[Start of Page]
DPR¶

The retriever.DPR model uses DPR-based models that encode queries and documents with two distinct models. It is compatible with the SentenceTransformers and Hugging Face similarity DPR models.

To use the DPR retriever we will need to install "cherche[cpu]"

pip install "cherche[cpu]"

The retriever.DPR uses Faiss to store pre-computed document embeddings in an index. This index allows for fast nearest neighbor search.

By default, retriever.DPR uses the IndexFlatL2 index which is stored in memory and called via the CPU. However, Faiss offers various algorithms suitable for different corpus sizes and speed constraints. To choose the most suitable index for your use case, you can refer to Faiss guidelines.

>>> from cherche import retrieve
>>> from sentence_transformers import SentenceTransformer

>>> documents = [
...    {
...        "id": 0,
...        "article": "Paris is the capital and most populous city of France",
...        "title": "Paris",
...        "url": "https://en.wikipedia.org/wiki/Paris"
...    },
...    {
...        "id": 1,
...        "article": "Paris has been one of Europe major centres of finance, diplomacy , commerce , fashion , gastronomy , science , and arts.",
...        "title": "Paris",
...        "url": "https://en.wikipedia.org/wiki/Paris"
...    },
...    {
...        "id": 2,
...        "article": "The City of Paris is the centre and seat of government of the region and province of Île-de-France .",
...        "title": "Paris",
...        "url": "https://en.wikipedia.org/wiki/Paris"
...    }
... ]

>>> retriever = retrieve.DPR(
...    encoder = SentenceTransformer('facebook-dpr-ctx_encoder-single-nq-base').encode,
...    query_encoder = SentenceTransformer('facebook-dpr-question_encoder-single-nq-base').encode,
...    key = "id",
...    on = ["title", "article"],
...    normalize = True,
... )

>>> retriever = retriever.add(documents=documents)

>>> retriever(["paris", "arts and science"], k=3, batch_size=64)
[[{'id': 1, 'similarity': 0.6063913848352276},
  {'id': 0, 'similarity': 0.6021773868199615},
  {'id': 2, 'similarity': 0.5844722795720981}],
 [{'id': 1, 'similarity': 0.5060106120613739},
  {'id': 0, 'similarity': 0.4877345511626579},
  {'id': 2, 'similarity': 0.4864927436178843}]]

Run DPR on GPU¶

Let's create a faiss index stored in memory that runs on GPU with an encoder that also run on GPU. The retriever will run much faster.

First we need to uninstall vanilla cherche and install "cherche[gpu]":

pip uninstall cherche

pip install "cherche[gpu]"
[End of Page]
_Goal A_
Please list every keyword argument passed to retrieve.DPR in the example on the DPR page.
_Goal B_
Locate each line in the records that contains the word "match" and copy those lines out. Case counts.
[Start of Data excerpts]
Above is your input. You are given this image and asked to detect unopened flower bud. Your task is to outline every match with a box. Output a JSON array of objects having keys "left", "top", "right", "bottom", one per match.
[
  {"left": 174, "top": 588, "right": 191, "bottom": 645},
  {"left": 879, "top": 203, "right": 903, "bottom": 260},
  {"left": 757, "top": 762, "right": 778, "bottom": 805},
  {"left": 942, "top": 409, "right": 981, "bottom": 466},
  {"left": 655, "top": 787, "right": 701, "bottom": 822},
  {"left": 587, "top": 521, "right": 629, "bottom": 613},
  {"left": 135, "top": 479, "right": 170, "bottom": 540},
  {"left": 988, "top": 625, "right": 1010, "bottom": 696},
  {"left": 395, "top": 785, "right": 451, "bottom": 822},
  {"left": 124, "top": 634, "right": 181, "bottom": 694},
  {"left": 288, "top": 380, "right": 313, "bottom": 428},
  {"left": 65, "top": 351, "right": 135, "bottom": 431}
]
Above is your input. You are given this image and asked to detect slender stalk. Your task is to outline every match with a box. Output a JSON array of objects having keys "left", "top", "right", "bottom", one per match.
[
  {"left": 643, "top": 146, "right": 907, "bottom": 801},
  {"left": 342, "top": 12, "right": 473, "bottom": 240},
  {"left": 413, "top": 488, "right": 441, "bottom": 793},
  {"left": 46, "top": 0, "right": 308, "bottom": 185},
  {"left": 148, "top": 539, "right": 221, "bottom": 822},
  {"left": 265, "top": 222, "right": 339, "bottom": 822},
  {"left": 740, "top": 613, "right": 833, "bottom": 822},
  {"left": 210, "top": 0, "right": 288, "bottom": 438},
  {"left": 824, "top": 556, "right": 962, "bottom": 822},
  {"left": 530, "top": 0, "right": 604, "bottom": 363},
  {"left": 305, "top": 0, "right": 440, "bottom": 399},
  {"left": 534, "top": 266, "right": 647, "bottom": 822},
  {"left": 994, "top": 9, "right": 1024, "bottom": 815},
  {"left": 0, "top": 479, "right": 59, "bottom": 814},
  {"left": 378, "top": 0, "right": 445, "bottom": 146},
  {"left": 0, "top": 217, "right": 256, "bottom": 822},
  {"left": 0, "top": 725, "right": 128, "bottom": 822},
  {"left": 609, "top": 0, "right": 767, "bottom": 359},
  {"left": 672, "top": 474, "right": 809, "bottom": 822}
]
[End of Data excerpts]
_Output A_
encoder, query_encoder, key, on, normalize

_Output B_
Above is your input. You are given this image and asked to detect unopened flower bud. Your task is to outline every match with a box. Output a JSON array of objects having keys "left", "top", "right", "bottom", one per match.
Above is your input. You are given this image and asked to detect slender stalk. Your task is to outline every match with a box. Output a JSON array of objects having keys "left", "top", "right", "bottom", one per match.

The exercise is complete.